### ФРАГМЕНТ ДОКУМЕНТА

────────────────

Караулов подчеркивает, что “семантические компоненты, их набор и
толкование не должны переходить грань восприятия среднего носителя языка, так
как в противном случае утрачивается сама цель данного описания, ориентированного
прежде всего на человека – носителя языка и пользователя языком” 14 .

Поэтому
семантизация значения в границах структурного подхода не может удовлетворить
современную лингвистику, в том числе лексикологию, семасиологию и теорию
лексикографии, которые сменили свои научные приоритеты, выдвинув на первый план
человека и провозгласив актуальность антропологического (антропоцентрического)
подхода (Ю. Н. Караулов, Г. В. Колшанский, В. И. Постовалова, В. В. Морковкин и
др.). Дифференциальный подход сыграл большую положительную роль в развитии
семасиологии, поскольку позволил выявить семантические элементы значения. Тем
не менее указанный подход обнаружил свою ограниченность на современном этапе
развития семасиологии, когда произошла смена научной парадигмы и на первый план
выдвинулись коммуникативные задачи. Дело в том, что, несмотря на внутреннюю
системность и упорядоченность, структурная лингвистика имела слабую связь с
реальностью и практической речевой деятельностью. Назначение этих теоретических
конструкций приобретало самодовлеющий характер, поэтому вполне закономерен
поворот к изучению реальных условий функционирования языка, произошедший в
60–70-х годах. Обращение к реально функционирующему значению было органическим
развитием отражательной концепции, которая предопределила изучение семантики
слова по двум линиям: аналитической и функциональной. Впервые на необходимость
исследовать значение в двух направлениях – аналитическом и операционном –
указал Ст. Ульман. Различие между этими направлениями заключается в том, что
при аналитическом подходе значение раскладывается на “конечные
составляющие” – дифференциальная семасиология, в то время как операционная
(функциональная) линия предполагает изучение значения в действии, в процессе
его использования 15 . И в этом случае объяснительной силы дифференциальной
семасиологии оказалось недостаточно, так как действующее значение проявило себя
значительно полнее и богаче, чем набор выделенных в нем дифференциальных
признаков.

В
рамках дифференциальной семасиологии некоторыми лингвистами высказывались
мнения о необходимости выделения в лексическом значении сем, обозначающих
побочные характеристики объекта и не находящих места в дифференциальной модели
значения. Это ассоциативные признаки (Д. Н. Шмелев), или потенциальные семы (В.

────────────────

[Исходные данные]

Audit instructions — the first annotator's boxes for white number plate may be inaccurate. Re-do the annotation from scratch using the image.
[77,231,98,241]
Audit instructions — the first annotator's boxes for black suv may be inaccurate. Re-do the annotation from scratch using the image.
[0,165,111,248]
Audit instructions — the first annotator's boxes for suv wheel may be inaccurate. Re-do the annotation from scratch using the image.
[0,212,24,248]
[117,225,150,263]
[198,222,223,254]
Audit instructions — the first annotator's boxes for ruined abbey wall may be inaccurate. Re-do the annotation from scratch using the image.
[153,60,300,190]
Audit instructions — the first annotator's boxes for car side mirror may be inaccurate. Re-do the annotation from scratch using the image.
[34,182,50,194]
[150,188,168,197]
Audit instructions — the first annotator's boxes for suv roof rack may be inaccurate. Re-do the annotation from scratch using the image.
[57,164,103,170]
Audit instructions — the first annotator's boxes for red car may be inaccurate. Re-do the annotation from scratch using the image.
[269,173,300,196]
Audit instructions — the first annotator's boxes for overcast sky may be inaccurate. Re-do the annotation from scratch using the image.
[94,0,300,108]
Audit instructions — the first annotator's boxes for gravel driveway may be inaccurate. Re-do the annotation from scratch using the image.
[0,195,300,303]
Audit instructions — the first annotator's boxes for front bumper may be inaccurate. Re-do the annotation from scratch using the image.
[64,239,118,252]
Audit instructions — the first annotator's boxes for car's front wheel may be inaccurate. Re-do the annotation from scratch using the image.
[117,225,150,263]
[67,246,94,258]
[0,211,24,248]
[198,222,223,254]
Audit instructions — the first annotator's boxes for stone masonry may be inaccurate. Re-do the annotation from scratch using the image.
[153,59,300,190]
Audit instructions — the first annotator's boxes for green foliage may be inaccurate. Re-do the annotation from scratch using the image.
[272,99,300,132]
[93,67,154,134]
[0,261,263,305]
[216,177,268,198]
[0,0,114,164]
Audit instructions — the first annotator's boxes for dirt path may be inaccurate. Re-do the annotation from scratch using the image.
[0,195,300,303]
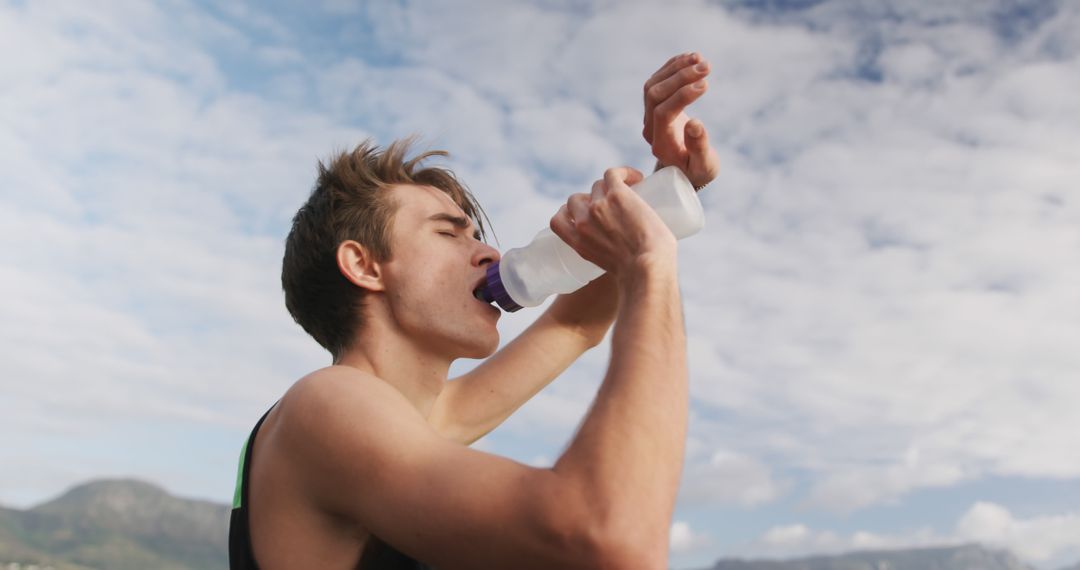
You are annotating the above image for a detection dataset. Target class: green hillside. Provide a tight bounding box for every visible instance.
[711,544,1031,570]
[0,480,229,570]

────────────────

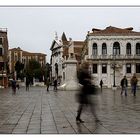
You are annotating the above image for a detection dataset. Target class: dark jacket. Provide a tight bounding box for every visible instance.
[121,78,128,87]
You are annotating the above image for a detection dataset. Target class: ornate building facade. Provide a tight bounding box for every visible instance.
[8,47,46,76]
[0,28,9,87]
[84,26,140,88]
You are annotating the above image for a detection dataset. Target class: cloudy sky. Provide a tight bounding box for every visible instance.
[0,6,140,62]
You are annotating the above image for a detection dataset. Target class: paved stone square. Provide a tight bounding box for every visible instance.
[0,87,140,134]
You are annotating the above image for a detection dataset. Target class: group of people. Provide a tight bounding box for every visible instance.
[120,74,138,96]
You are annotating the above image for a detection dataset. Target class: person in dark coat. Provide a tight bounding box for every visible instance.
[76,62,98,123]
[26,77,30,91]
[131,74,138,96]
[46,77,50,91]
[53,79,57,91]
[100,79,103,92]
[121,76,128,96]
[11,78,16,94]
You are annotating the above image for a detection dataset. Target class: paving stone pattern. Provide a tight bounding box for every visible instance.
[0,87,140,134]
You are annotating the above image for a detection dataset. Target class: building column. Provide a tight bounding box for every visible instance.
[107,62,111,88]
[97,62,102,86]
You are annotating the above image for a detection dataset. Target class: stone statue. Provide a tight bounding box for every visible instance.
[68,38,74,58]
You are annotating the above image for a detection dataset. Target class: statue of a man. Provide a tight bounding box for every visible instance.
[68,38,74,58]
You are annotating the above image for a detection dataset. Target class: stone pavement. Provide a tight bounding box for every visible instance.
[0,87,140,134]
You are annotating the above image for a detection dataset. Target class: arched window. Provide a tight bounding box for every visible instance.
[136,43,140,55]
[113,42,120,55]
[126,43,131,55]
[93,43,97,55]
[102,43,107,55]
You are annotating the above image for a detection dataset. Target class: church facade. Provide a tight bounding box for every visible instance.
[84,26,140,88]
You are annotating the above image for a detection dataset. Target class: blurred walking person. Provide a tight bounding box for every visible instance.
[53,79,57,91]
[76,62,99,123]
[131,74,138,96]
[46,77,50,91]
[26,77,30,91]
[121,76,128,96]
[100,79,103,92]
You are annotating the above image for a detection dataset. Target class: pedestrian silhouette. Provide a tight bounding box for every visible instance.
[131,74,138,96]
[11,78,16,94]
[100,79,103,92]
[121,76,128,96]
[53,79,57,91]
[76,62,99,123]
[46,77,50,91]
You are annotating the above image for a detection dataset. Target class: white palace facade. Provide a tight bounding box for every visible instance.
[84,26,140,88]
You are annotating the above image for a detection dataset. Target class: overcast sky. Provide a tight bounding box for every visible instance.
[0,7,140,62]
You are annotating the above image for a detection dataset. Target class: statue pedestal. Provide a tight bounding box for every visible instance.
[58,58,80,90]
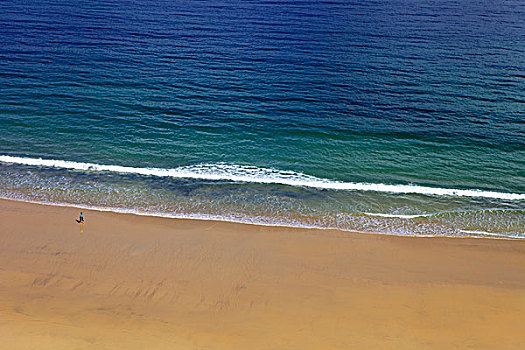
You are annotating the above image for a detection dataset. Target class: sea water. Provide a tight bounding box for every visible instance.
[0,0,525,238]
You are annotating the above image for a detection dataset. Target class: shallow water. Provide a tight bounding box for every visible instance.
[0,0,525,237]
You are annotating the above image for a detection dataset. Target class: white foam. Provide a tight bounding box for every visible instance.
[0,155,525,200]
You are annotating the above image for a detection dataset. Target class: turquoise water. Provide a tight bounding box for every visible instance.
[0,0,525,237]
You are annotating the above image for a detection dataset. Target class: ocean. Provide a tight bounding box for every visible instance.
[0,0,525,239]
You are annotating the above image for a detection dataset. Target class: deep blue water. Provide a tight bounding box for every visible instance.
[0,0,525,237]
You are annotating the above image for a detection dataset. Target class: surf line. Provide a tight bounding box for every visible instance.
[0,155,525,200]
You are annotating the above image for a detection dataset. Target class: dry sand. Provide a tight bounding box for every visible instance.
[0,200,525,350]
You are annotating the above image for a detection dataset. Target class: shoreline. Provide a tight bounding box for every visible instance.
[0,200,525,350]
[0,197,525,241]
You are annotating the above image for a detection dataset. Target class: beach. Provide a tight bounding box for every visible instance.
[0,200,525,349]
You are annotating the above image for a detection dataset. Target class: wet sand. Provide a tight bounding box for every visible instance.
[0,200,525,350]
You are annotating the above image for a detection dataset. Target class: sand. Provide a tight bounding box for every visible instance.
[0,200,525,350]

────────────────

### ЗАДАНИЕ
Сократите абзац фрагмента о семасиологии, который начинается словами «Поэтому семантизация значения». Оформите его в виде списка и сохраните основные факты.

### ПРАВИЛЬНЫЙ ОТВЕТ
- Семантизация значения в рамках структурного подхода не удовлетворяет современную лингвистику. Лексикология, семасиология и теория лексикографии поставили на первое место человека и провозгласили антропоцентрический подход (Ю. Н. Караулов, Г. В. Колшанский, В. И. Постовалова, В. В. Морковкин и др.).
- Дифференциальный подход сыграл положительную роль, так как позволил выявить семантические элементы значения. Однако после смены научной парадигмы, когда на первый план вышли коммуникативные задачи, обнаружилась его ограниченность.
- Структурная лингвистика, несмотря на системность и упорядоченность, была слабо связана с реальностью и речевой практикой. Поэтому в 60–70-х годах произошел поворот к изучению реального функционирования языка.
- Этот поворот органически развил отражательную концепцию, которая предопределила изучение семантики слова по двум линиям: аналитической и функциональной.
- Впервые на это указал Ст. Ульман. При аналитическом подходе значение раскладывается на «конечные составляющие» (дифференциальная семасиология), а операционный подход изучает значение в действии, в процессе использования.
- Объяснительной силы дифференциальной семасиологии оказалось недостаточно: действующее значение оказалось полнее и богаче набора дифференциальных признаков.